DATA LISTING ->
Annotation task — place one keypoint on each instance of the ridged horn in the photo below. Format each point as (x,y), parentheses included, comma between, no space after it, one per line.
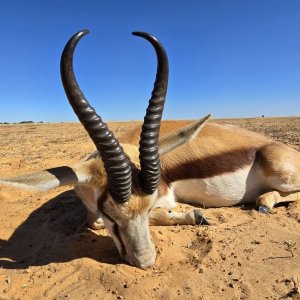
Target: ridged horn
(149,156)
(116,164)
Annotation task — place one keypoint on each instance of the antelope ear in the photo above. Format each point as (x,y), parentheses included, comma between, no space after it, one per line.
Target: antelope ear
(181,136)
(52,178)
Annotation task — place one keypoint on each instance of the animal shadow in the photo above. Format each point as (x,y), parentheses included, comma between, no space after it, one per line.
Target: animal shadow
(56,232)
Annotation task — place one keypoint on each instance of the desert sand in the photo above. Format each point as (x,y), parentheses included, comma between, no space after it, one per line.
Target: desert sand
(48,252)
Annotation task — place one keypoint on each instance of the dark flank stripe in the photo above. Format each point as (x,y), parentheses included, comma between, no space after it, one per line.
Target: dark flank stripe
(209,166)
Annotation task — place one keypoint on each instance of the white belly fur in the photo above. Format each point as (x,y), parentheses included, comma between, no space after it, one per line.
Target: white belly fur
(241,186)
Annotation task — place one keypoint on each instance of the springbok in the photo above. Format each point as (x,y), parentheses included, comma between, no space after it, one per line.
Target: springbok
(120,185)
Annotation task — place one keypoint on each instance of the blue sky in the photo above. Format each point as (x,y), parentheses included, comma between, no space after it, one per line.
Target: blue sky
(229,58)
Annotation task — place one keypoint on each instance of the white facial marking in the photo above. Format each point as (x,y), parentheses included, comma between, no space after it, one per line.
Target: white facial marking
(89,196)
(168,200)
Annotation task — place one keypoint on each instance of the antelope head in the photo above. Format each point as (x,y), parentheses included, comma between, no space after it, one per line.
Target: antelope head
(129,180)
(118,184)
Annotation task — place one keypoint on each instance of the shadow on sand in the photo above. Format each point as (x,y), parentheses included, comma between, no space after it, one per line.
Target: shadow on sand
(56,232)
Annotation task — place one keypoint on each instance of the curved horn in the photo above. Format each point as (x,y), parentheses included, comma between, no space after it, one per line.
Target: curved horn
(116,164)
(149,156)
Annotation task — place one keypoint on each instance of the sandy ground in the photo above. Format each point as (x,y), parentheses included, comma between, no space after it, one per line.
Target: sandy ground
(47,251)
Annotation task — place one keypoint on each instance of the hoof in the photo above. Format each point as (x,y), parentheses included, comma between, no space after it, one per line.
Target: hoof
(264,209)
(199,219)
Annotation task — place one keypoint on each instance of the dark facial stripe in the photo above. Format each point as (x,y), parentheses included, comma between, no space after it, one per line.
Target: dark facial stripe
(115,226)
(209,166)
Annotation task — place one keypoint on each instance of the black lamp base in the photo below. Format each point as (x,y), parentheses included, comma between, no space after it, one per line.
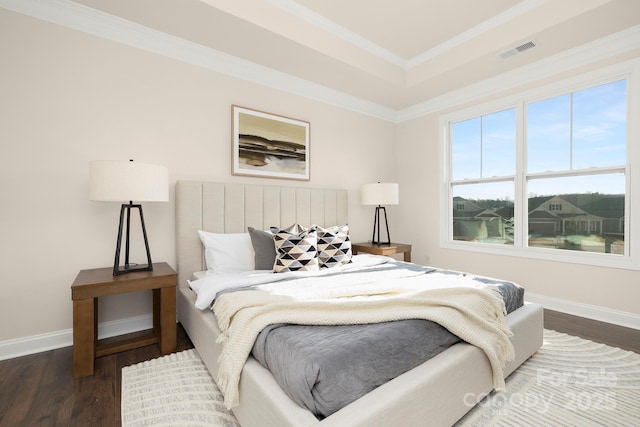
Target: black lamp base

OBJECTIVE -> Omitting all images, retype each line of the records precisely.

FINAL ANSWER ->
Annotation task — place one keypoint on each instance of the ridged horn in the photo below. Format each point as (x,y), parentheses included, comma between, no space after it, one per line.
Target: ridged horn
(149,156)
(116,164)
Annotation task — place one keypoint on each instance of the antelope ear in the photo above. Format each point as (x,y), parentheses included, comma between, no space after it, one per line.
Target: antelope ear
(181,136)
(52,178)
Annotation task — place one keypoint on each instance of the animal shadow in the photo above. Format each point as (x,y), parentheses included, comma between, no space after it, one per line.
Target: animal shadow
(56,232)
Annotation task — place one keypoint on each instance of the desert sand in the photo above. Format each point as (x,y), parentheses included, comma between, no space after it, one per line.
Target: desert sand
(48,252)
Annotation task — place one keypoint on each instance of the dark flank stripe in the photo above. Format each point as (x,y), parentheses included, comma between, no space after it, one per line.
Target: dark flank stripe
(209,166)
Annotation task — place one keypoint on each instance of the white belly fur in the photo above. Format each point as (x,y), parentheses included, comma between, no space after it, one per line.
Target: white belly fur
(241,186)
Annotation task — place one keypoint on each instance of the springbok in the photo above. Format each point as (x,y), parentheses included, comma between, no space after it, one per line.
Target: springbok
(120,185)
Annotation task — place one keypoint on each instance of the blue sky in the photo above. Format each point as (x,y), parentheses included, comma between, no space after it, one per line.
Target: blue sky
(229,58)
Annotation task — place one keypoint on each instance of the white facial marking in the photo above. Format each point as (x,y), parentheses included, comma between, no space after it, one per line.
Target: white facial marking
(89,196)
(168,200)
Annotation task — place one keypoint on each instance of the antelope head in the photo above. Format each point as (x,y), parentheses included, comma between, no space after it, one per line.
Target: antelope head
(129,180)
(118,184)
Annotation task — place one keypoint on each instance of the shadow on sand in the photo above. Format each point as (x,y), parentheses included, comma between, no space after it, one per line.
Target: shadow on sand
(56,232)
Annotation task — place one keypoint on each instance of the curved horn in the photo above. Format each point as (x,y), parentheses included, comma between, no space after it, one per line.
Target: curved horn
(116,164)
(149,156)
Annotation task — place one keypoint on each instance of the sandy ground in the photo above. Format each point as (x,y), parentheses included, comma between, no space after it, one per line.
Target: sandy ground
(47,251)
Annotation task — place one keypoint on each instance of the hoof in the photo above. Format each point as (x,y), parentheses included, comma between, no space after it, one per line.
Target: hoof
(264,209)
(199,219)
Annotation task — place one keypoint on each instance of the dark facial stripe in the photo above. Format each point as (x,y), parentheses included, comma between, no space after it, one per line.
Target: dark facial stripe
(115,226)
(209,166)
Annotation task — place one keypoint on each instance of the black lamp base in the photo below. Format each point as (x,y), parentheses included, comma between, no space after it, one per line.
Target: black lamp base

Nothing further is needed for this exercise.